- ИСХОДНЫЙ ТЕКСТ -
***
Как только я научился читать (мне было тогда три с половиной), мама стала писать мне записки. Сначала она писала их крупными печатными буквами, а когда я подрос, своим обычным, очень четким и красивым почерком. По выходным я всегда просыпался раньше родителей, и меня ждала около постели нежная записка с просьбой встать тихо и указанием, что взять на завтрак. После маминой смерти я обнаружил в ее бумагах множество похожих записок, которые ей когда-то писали родители. Мама явно не забыла, как ей нравилось получать такие послания, и хотела доставить ту же радость и мне.
В раннем детстве меня очень интриговало таинственное место под названием «работа», где взрослые проводили столько времени. На работе отца мне побывать так и не удалось: ни в «Морском транспорте», где он работал до конца 1950-х, ни – тем более – в закрытом институте при министерстве радиоэлектроники, куда отец затем перешел. Перейдя в институт, он, по сути, сменил специальность, занялся информатикой, и на этом поприще быстро преуспел, стал руководить большим отделом. Но, несмотря на свой статус начальника, провести меня в свой институт отец не мог.
А вот в маминых издательствах я бывал, и не раз. Помню, мама взяла меня, совсем еще маленького, в «Госторгиздат». Это издательство располагалось в старом здании, где тогда еще сохранялся лифт непрерывного действия. Этот лифт меня поразил. Он представлял собой соединенные в цепь кабинки, которые медленно ползли, не останавливаясь, мимо открытых проемов на каждом этаже, и в них на ходу входили и выходили люди. С одной стороны шахты лифт полз снизу вверх, с другой стороны – сверху вниз. Потом таких лифтов я уже нигде не видел, их, видимо, сочли опасными и перестали устанавливать. В остальном же «работа» показалась мне совсем неинтересной: там стояли обычные столы с настольными лампами, за этими столами сидели мамины сослуживцы и что-то читали или писали. Это, как объяснила мне мама, называлось «редактированием рукописи».
Сколько я помню, мать часто работала вечерами дома, особенно после того, как перешла в издательство «Медицина», в редакцию Всемирной Организации Здравоохранения (ВОЗ). Редакция выпускала документы ВОЗ в переводе с английского на русский, эти переводы мама редактировала, а потом и сама взялась переводить. Переводы она делала дома, писала от руки и отдавала машинистке, и я уже лет с семи-восьми стал помогать ей сверять рукопись с перепечатанным текстом. Мне было очень приятно, что мать доверяет мне столь ответственное дело.
***
- СПИСОК ЗАДАНИЙ -
[A] В каком издательстве, согласно воспоминаниям, мама работала в редакции ВОЗ?
[B] Напишите продолжение воспоминаний о детстве и маминой работе, начав сразу после последнего предложения.
Записи, приведенные далее, никак не связаны с воспоминаниями.

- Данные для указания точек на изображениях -
***
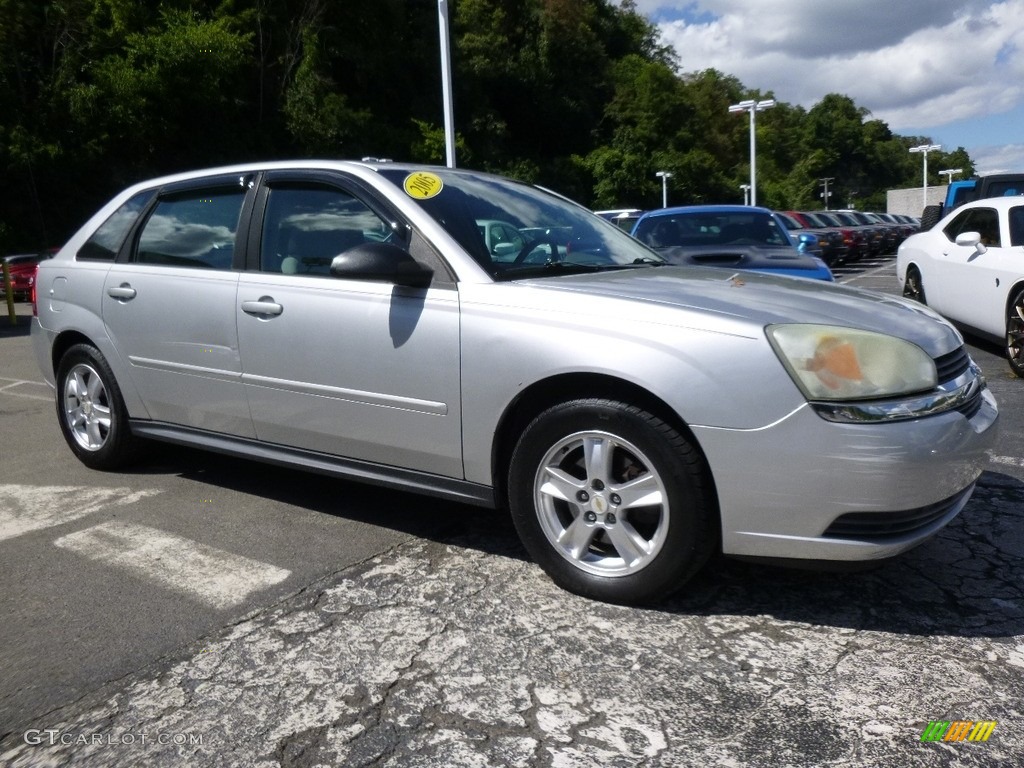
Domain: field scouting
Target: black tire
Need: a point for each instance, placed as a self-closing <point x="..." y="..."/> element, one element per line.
<point x="913" y="287"/>
<point x="930" y="217"/>
<point x="1015" y="333"/>
<point x="91" y="411"/>
<point x="627" y="529"/>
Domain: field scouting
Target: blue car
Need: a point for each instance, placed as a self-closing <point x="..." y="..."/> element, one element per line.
<point x="732" y="237"/>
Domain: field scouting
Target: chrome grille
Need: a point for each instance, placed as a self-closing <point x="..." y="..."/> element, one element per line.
<point x="952" y="365"/>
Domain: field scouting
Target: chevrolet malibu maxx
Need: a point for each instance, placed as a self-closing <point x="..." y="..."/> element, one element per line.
<point x="633" y="417"/>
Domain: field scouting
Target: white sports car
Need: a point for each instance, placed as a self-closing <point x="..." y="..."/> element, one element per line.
<point x="970" y="267"/>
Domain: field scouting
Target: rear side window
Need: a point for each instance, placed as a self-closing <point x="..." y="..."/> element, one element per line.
<point x="195" y="228"/>
<point x="107" y="241"/>
<point x="985" y="221"/>
<point x="1017" y="225"/>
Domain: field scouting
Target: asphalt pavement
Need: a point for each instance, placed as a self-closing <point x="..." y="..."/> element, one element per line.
<point x="268" y="617"/>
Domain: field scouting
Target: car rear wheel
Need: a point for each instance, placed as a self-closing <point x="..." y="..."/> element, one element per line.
<point x="913" y="288"/>
<point x="1015" y="333"/>
<point x="613" y="503"/>
<point x="90" y="410"/>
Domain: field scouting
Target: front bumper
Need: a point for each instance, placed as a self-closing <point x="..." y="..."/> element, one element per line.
<point x="808" y="488"/>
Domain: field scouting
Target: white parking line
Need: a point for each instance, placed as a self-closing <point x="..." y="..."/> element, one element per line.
<point x="867" y="272"/>
<point x="7" y="386"/>
<point x="219" y="579"/>
<point x="1010" y="461"/>
<point x="27" y="508"/>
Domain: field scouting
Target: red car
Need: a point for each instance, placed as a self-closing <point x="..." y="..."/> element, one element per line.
<point x="23" y="272"/>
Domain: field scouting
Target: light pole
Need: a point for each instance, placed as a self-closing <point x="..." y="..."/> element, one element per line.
<point x="665" y="175"/>
<point x="442" y="24"/>
<point x="949" y="173"/>
<point x="924" y="150"/>
<point x="825" y="195"/>
<point x="753" y="107"/>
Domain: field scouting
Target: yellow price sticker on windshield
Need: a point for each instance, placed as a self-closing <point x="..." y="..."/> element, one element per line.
<point x="423" y="185"/>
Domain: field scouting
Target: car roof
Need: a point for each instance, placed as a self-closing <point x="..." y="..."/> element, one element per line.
<point x="706" y="209"/>
<point x="1004" y="202"/>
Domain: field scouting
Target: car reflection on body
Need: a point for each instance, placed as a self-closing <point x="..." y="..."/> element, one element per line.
<point x="634" y="417"/>
<point x="731" y="237"/>
<point x="969" y="268"/>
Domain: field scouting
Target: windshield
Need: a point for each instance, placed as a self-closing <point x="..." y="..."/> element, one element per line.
<point x="712" y="228"/>
<point x="514" y="229"/>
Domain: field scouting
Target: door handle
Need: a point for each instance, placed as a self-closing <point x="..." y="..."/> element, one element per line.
<point x="124" y="292"/>
<point x="264" y="306"/>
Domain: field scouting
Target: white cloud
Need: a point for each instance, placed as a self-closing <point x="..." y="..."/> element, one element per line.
<point x="912" y="64"/>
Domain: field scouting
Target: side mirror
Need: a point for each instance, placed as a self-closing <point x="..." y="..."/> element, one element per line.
<point x="972" y="240"/>
<point x="381" y="261"/>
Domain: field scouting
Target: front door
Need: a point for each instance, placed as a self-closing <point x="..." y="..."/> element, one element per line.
<point x="357" y="369"/>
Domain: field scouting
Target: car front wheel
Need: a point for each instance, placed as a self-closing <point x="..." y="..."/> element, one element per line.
<point x="612" y="502"/>
<point x="1015" y="333"/>
<point x="90" y="410"/>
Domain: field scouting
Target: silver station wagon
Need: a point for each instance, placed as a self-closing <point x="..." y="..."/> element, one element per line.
<point x="352" y="318"/>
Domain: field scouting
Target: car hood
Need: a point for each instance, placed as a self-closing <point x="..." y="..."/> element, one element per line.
<point x="709" y="297"/>
<point x="739" y="256"/>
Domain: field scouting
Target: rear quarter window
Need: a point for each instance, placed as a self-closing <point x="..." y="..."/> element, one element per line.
<point x="107" y="241"/>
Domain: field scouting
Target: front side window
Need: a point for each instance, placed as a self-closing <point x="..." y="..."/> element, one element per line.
<point x="306" y="225"/>
<point x="196" y="228"/>
<point x="985" y="221"/>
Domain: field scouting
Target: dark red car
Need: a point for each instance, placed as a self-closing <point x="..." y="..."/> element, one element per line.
<point x="23" y="272"/>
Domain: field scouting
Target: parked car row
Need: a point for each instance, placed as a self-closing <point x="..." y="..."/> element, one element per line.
<point x="834" y="237"/>
<point x="861" y="235"/>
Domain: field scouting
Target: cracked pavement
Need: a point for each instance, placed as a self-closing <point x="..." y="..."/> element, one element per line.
<point x="464" y="653"/>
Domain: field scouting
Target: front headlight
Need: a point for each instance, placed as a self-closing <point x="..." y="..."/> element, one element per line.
<point x="833" y="364"/>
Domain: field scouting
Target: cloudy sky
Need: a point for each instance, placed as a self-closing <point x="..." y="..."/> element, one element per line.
<point x="949" y="70"/>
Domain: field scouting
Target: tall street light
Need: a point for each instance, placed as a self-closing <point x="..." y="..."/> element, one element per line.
<point x="753" y="107"/>
<point x="949" y="173"/>
<point x="825" y="195"/>
<point x="442" y="24"/>
<point x="665" y="176"/>
<point x="924" y="150"/>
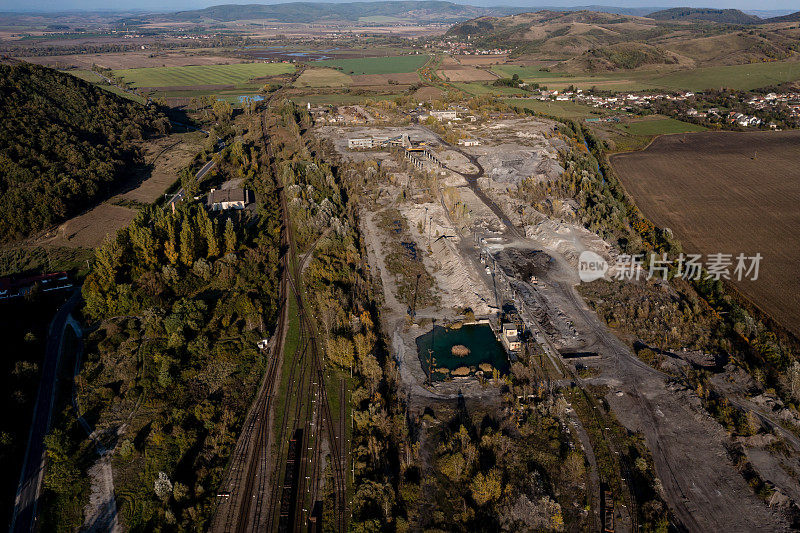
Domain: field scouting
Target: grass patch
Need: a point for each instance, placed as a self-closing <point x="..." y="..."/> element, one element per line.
<point x="659" y="125"/>
<point x="340" y="99"/>
<point x="323" y="77"/>
<point x="743" y="77"/>
<point x="479" y="89"/>
<point x="376" y="65"/>
<point x="526" y="73"/>
<point x="569" y="110"/>
<point x="201" y="74"/>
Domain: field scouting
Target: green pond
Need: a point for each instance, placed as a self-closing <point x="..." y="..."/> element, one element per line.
<point x="479" y="338"/>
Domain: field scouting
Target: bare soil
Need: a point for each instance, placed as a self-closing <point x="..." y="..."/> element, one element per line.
<point x="731" y="193"/>
<point x="123" y="60"/>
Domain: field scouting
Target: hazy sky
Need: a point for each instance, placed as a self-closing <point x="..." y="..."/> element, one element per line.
<point x="173" y="5"/>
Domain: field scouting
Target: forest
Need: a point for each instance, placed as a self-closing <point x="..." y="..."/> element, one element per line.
<point x="64" y="144"/>
<point x="174" y="305"/>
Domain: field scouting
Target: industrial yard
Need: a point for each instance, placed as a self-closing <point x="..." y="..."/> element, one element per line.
<point x="490" y="256"/>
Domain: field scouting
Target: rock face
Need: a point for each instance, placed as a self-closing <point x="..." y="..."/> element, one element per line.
<point x="459" y="350"/>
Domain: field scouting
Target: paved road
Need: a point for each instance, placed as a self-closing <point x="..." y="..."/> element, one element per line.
<point x="199" y="177"/>
<point x="30" y="481"/>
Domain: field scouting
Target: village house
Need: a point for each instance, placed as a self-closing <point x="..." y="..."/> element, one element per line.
<point x="224" y="199"/>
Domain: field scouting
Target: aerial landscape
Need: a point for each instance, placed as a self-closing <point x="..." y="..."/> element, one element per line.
<point x="400" y="266"/>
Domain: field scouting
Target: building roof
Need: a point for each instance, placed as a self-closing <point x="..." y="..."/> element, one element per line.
<point x="219" y="196"/>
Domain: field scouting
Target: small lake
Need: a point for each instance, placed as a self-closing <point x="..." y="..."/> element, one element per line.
<point x="479" y="339"/>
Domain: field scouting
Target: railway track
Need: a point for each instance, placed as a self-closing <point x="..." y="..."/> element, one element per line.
<point x="262" y="491"/>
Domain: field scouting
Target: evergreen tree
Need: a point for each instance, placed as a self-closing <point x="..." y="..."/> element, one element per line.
<point x="230" y="237"/>
<point x="187" y="243"/>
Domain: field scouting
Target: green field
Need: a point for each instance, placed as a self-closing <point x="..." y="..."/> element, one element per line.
<point x="526" y="73"/>
<point x="201" y="74"/>
<point x="659" y="125"/>
<point x="124" y="94"/>
<point x="480" y="89"/>
<point x="95" y="79"/>
<point x="376" y="65"/>
<point x="323" y="77"/>
<point x="569" y="110"/>
<point x="744" y="77"/>
<point x="340" y="99"/>
<point x="86" y="75"/>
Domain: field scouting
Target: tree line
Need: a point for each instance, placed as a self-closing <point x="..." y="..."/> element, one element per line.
<point x="64" y="144"/>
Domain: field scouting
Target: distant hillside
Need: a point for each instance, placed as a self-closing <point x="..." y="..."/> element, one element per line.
<point x="64" y="144"/>
<point x="305" y="12"/>
<point x="727" y="16"/>
<point x="624" y="56"/>
<point x="794" y="17"/>
<point x="593" y="41"/>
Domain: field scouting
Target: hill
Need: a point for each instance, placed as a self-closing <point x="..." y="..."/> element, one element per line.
<point x="306" y="12"/>
<point x="64" y="144"/>
<point x="726" y="16"/>
<point x="794" y="17"/>
<point x="625" y="56"/>
<point x="594" y="40"/>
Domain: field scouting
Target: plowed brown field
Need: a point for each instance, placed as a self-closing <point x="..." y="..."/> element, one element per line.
<point x="728" y="192"/>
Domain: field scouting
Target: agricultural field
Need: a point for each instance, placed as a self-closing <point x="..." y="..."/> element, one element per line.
<point x="399" y="78"/>
<point x="466" y="74"/>
<point x="376" y="65"/>
<point x="323" y="77"/>
<point x="728" y="192"/>
<point x="340" y="99"/>
<point x="126" y="60"/>
<point x="479" y="89"/>
<point x="568" y="110"/>
<point x="201" y="75"/>
<point x="658" y="125"/>
<point x="744" y="77"/>
<point x="528" y="72"/>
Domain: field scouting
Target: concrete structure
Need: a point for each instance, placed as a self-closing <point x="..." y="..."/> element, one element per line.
***
- ОТВЕТЫ ПО ЗАДАНИЯМ -
[A] В издательстве «Медицина».

[B]
Впрочем, с неменьшим энтузиазмом я старался помочь ей в делах по хозяйству, которых, несмотря на наличие домработниц, всегда хватало. В частности, я обычно принимал участие в стирке постельного белья, которое мама очень долго не хотела сдавать в прачечную. Причина заключалась не только в гипертрофированной материнской брезгливости, но и в тех огромных очередях, которые надо было высидеть, чтобы сдать белье.
Стирка белья была многоступенчатым процессом, казавшимся мне в детстве очень увлекательным. Сначала мама кипятила белье в большом баке со стружками мыла, которое я заранее натирал на терке. Когда белье остывало, мама его стирала в оцинкованном корыте на стиральной доске, затем полоскала в ванне, потом крахмалила. Выстиранное белье развешивалось в нашей небольшой ванной комнате, на кухне и в коридоре. Белье не должно было пересохнуть: пока оно оставалось влажным, его надо было «растянуть». Это означало, что мы с мамой брались за углы простынь и пододеяльников и сильно тянули их по диагонали; почему-то эта процедура нас обоих ужасно смешила. Растянутое белье мы туго скатывали, и в первый же выходной мама долго его гладила чугунными утюгами, которые грелись на плите. Когда я был маленький, я в это время читал маме вслух, чаще всего какие-нибудь сказки.